**Task to complete**
Pull out every line of the listing that contains the word "passenger".

_ _ _ _ _ _ _

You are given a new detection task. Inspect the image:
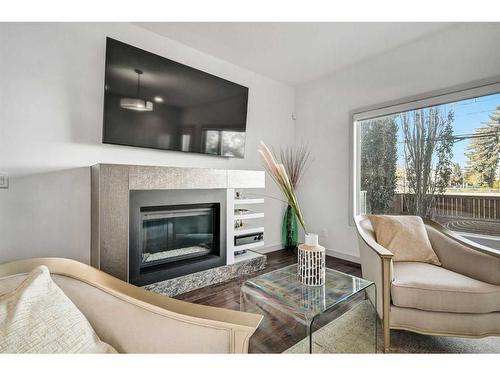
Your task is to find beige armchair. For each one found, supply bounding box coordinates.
[0,258,262,353]
[355,216,500,352]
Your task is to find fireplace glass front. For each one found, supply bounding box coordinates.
[140,203,219,269]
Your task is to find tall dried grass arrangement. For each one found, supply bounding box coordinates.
[280,145,311,189]
[259,142,309,233]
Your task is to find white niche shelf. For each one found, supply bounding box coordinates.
[226,189,265,264]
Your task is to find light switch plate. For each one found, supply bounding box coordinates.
[0,172,9,189]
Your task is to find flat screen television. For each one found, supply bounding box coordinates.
[102,38,248,158]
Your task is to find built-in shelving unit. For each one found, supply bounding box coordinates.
[226,189,265,264]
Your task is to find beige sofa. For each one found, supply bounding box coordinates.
[0,258,262,353]
[355,216,500,352]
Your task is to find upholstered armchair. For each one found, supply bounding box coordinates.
[355,216,500,352]
[0,258,262,353]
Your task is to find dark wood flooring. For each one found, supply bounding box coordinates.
[176,250,361,353]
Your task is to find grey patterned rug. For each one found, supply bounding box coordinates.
[285,300,500,354]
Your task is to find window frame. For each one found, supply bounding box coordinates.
[348,77,500,226]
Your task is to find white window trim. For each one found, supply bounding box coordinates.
[349,77,500,225]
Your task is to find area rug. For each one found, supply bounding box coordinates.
[285,300,500,354]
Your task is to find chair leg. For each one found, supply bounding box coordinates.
[382,258,391,353]
[383,319,391,353]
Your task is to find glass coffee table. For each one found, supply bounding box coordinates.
[240,264,377,353]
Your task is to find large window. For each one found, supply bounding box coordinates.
[353,86,500,248]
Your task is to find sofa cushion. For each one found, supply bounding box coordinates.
[391,262,500,313]
[369,215,441,266]
[0,266,116,353]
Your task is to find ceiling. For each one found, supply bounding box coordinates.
[136,22,453,85]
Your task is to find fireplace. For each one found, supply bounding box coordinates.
[129,190,226,285]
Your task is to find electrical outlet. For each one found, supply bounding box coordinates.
[0,172,9,189]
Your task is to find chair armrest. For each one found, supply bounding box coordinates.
[424,220,500,285]
[354,216,394,319]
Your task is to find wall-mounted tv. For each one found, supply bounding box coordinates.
[102,38,248,158]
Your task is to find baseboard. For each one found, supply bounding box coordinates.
[252,243,283,254]
[326,249,361,264]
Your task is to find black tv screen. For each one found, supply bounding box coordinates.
[102,38,248,158]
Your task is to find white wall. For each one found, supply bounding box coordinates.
[295,23,500,259]
[0,23,294,262]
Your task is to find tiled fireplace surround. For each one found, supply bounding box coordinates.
[91,164,266,296]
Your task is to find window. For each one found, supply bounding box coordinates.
[353,85,500,248]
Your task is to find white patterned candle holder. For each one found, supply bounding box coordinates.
[297,233,325,286]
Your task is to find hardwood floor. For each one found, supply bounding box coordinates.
[176,250,361,353]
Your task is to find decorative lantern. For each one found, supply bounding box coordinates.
[297,233,325,286]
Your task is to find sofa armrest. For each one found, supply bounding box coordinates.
[424,220,500,285]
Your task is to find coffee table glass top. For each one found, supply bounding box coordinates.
[243,264,373,320]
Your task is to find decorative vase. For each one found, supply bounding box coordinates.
[281,206,299,250]
[297,233,325,286]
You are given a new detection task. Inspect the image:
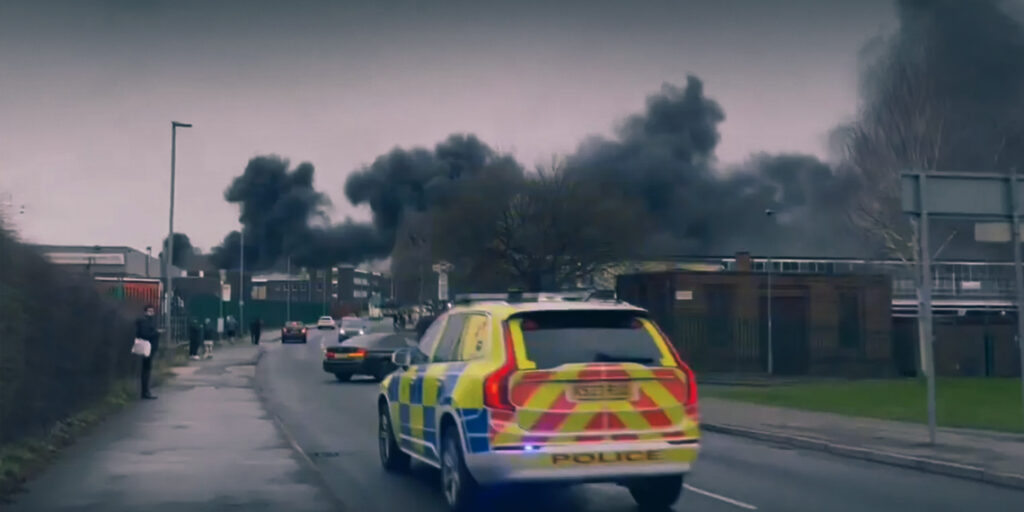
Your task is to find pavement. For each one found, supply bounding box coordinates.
[11,331,1024,512]
[700,391,1024,488]
[4,331,338,512]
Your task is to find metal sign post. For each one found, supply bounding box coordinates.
[901,169,1024,436]
[433,261,455,302]
[1010,167,1024,423]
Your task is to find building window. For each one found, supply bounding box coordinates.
[839,291,861,348]
[705,285,735,347]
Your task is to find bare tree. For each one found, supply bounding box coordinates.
[840,44,957,261]
[490,167,646,291]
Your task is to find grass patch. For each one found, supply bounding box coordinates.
[708,378,1024,432]
[0,380,138,503]
[0,347,188,503]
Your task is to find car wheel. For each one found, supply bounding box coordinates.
[628,475,683,510]
[377,403,410,472]
[441,426,479,512]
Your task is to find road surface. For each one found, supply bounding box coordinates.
[256,326,1024,512]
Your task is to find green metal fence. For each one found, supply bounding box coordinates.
[186,295,330,329]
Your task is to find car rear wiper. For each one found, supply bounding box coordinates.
[594,352,654,365]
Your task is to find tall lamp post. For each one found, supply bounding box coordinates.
[164,121,191,340]
[765,209,775,375]
[239,224,246,332]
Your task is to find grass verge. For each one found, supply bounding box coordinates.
[707,378,1024,432]
[0,380,138,503]
[0,347,188,503]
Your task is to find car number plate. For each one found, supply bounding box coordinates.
[572,382,633,401]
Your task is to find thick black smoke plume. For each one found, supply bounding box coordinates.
[568,77,856,256]
[345,134,522,235]
[837,0,1024,259]
[213,156,390,269]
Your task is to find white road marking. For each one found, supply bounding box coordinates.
[683,483,758,510]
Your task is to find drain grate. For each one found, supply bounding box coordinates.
[306,452,341,459]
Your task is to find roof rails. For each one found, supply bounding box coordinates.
[455,290,622,305]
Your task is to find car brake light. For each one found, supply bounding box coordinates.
[483,323,516,411]
[655,326,697,418]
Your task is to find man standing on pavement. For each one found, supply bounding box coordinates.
[135,304,160,400]
[249,316,263,345]
[188,319,203,359]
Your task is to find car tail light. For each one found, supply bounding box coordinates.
[483,323,516,411]
[655,326,699,419]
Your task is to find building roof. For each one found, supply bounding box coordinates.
[31,244,142,253]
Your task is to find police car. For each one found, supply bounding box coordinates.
[378,296,699,511]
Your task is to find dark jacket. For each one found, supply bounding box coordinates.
[416,315,437,340]
[135,315,160,353]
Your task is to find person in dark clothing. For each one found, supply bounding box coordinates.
[188,319,203,359]
[416,314,437,339]
[249,317,263,345]
[135,305,160,399]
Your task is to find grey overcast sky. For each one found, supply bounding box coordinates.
[0,0,895,249]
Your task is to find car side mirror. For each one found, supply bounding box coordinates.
[391,348,415,370]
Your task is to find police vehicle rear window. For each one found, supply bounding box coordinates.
[519,310,662,369]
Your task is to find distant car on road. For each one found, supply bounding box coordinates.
[281,322,306,343]
[324,333,413,382]
[338,316,370,343]
[316,316,335,329]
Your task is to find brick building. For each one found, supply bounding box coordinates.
[616,252,895,377]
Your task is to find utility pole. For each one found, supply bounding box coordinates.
[918,173,937,444]
[765,210,775,375]
[285,255,292,322]
[1010,167,1024,428]
[239,229,246,332]
[164,121,191,342]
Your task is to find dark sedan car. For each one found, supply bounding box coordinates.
[324,333,414,382]
[338,316,370,343]
[281,322,306,343]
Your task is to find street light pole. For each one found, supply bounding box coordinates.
[164,121,191,340]
[239,224,246,331]
[285,256,292,323]
[765,210,775,375]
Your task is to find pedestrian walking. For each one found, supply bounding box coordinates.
[203,318,218,359]
[188,319,203,359]
[249,316,263,345]
[135,304,160,400]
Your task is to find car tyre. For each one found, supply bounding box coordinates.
[377,403,411,473]
[441,425,480,512]
[628,475,683,510]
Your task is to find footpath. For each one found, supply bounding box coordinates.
[0,335,338,512]
[700,397,1024,488]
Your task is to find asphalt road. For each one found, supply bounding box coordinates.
[257,326,1024,512]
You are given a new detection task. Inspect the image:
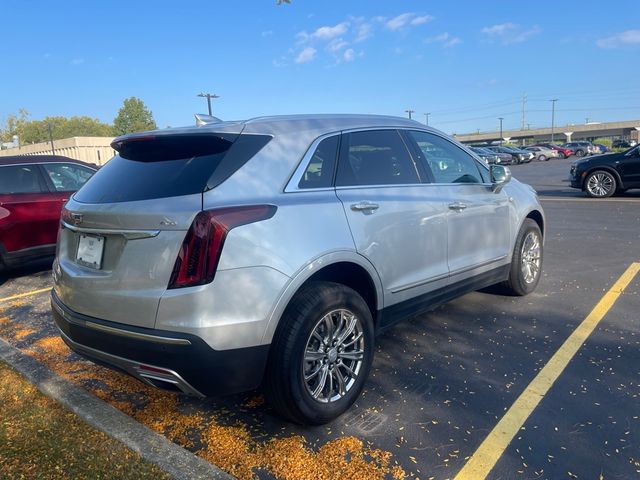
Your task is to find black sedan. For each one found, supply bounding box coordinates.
[570,145,640,198]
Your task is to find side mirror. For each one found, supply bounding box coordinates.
[489,165,511,193]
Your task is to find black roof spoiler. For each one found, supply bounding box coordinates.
[194,113,222,127]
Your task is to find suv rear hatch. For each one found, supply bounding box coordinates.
[54,132,270,328]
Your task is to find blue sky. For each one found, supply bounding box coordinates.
[0,0,640,133]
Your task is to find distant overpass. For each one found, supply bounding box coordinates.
[454,120,640,143]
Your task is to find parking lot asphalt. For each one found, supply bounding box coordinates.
[0,156,640,479]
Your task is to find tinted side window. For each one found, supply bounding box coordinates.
[336,130,420,186]
[0,165,43,194]
[298,135,340,188]
[409,131,483,183]
[42,163,95,192]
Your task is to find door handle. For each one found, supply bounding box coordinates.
[449,202,467,212]
[351,202,380,212]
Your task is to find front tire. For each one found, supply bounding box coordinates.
[502,218,543,296]
[265,282,374,425]
[584,170,618,198]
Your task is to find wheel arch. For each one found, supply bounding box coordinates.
[582,165,625,191]
[262,251,383,344]
[525,210,545,238]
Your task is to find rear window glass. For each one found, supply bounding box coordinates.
[74,134,270,203]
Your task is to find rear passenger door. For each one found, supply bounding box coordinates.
[408,131,511,283]
[336,129,448,307]
[40,163,95,248]
[0,164,58,253]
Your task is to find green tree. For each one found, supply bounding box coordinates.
[0,108,29,142]
[0,109,113,145]
[113,97,158,135]
[20,116,113,144]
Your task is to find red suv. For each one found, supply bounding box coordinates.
[0,155,98,269]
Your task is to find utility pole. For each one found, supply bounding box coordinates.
[198,93,220,116]
[549,98,558,143]
[47,122,56,155]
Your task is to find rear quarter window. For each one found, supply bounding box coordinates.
[74,134,271,203]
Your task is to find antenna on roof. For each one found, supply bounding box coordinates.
[195,113,222,127]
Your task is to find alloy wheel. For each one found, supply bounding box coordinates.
[302,309,365,403]
[521,232,541,284]
[587,172,614,197]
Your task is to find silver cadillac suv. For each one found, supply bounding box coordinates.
[52,115,544,424]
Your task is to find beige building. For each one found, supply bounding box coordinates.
[0,137,116,165]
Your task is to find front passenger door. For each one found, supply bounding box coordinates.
[409,131,512,283]
[617,145,640,188]
[336,129,448,314]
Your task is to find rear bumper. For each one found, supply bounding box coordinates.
[51,292,269,397]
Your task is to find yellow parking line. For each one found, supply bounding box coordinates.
[538,195,640,203]
[0,287,51,303]
[455,262,640,480]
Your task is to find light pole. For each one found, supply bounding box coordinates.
[47,122,56,155]
[198,93,220,116]
[549,98,558,143]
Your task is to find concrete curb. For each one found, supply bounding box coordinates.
[0,339,234,480]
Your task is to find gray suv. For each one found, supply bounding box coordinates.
[52,115,544,424]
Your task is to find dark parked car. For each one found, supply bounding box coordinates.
[563,142,599,157]
[0,155,97,268]
[531,143,573,158]
[486,145,533,164]
[469,147,500,165]
[570,145,640,198]
[611,139,631,148]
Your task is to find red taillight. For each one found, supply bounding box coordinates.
[168,205,276,288]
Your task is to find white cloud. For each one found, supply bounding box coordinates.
[442,37,462,48]
[481,22,541,45]
[310,22,349,40]
[426,32,462,48]
[288,12,432,66]
[354,22,373,42]
[482,23,516,35]
[596,30,640,48]
[342,48,356,62]
[411,15,433,27]
[388,13,433,31]
[294,47,317,63]
[327,38,349,52]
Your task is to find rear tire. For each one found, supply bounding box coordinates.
[584,170,618,198]
[264,282,374,425]
[501,218,543,297]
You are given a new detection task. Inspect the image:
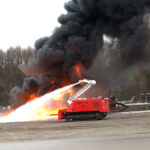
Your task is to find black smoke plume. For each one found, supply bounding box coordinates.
[11,0,150,106]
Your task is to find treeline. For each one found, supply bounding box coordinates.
[113,69,150,101]
[0,47,150,106]
[0,46,33,106]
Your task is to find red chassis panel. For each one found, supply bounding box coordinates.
[58,98,110,120]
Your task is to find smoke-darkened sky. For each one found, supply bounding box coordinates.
[0,0,68,50]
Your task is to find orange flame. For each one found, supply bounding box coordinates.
[0,85,74,122]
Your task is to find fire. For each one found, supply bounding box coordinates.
[0,84,74,122]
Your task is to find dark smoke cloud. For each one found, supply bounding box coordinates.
[11,0,150,106]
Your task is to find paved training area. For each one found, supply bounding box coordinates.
[0,113,150,150]
[0,134,150,150]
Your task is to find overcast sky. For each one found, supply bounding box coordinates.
[0,0,68,50]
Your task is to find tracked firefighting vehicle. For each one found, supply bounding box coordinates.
[58,79,110,121]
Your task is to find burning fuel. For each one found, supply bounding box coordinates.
[9,0,150,107]
[0,83,77,123]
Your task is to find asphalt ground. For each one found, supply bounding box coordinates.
[0,113,150,142]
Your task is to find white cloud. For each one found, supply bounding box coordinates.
[0,0,67,50]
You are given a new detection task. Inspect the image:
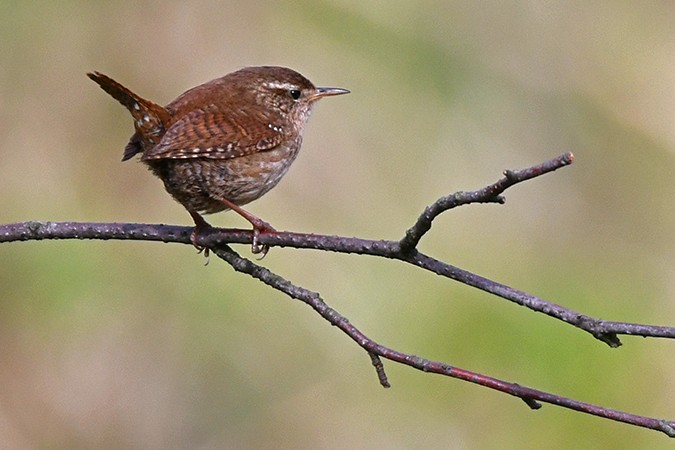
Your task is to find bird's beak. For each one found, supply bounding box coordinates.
[309,88,349,101]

_ _ _ _ _ _ _

**Solution for this exercise**
Your task is to find rear passenger door. For each one found, supply bounding box coordinates.
Your task is to find front passenger door. For each one found, supply bounding box coordinates.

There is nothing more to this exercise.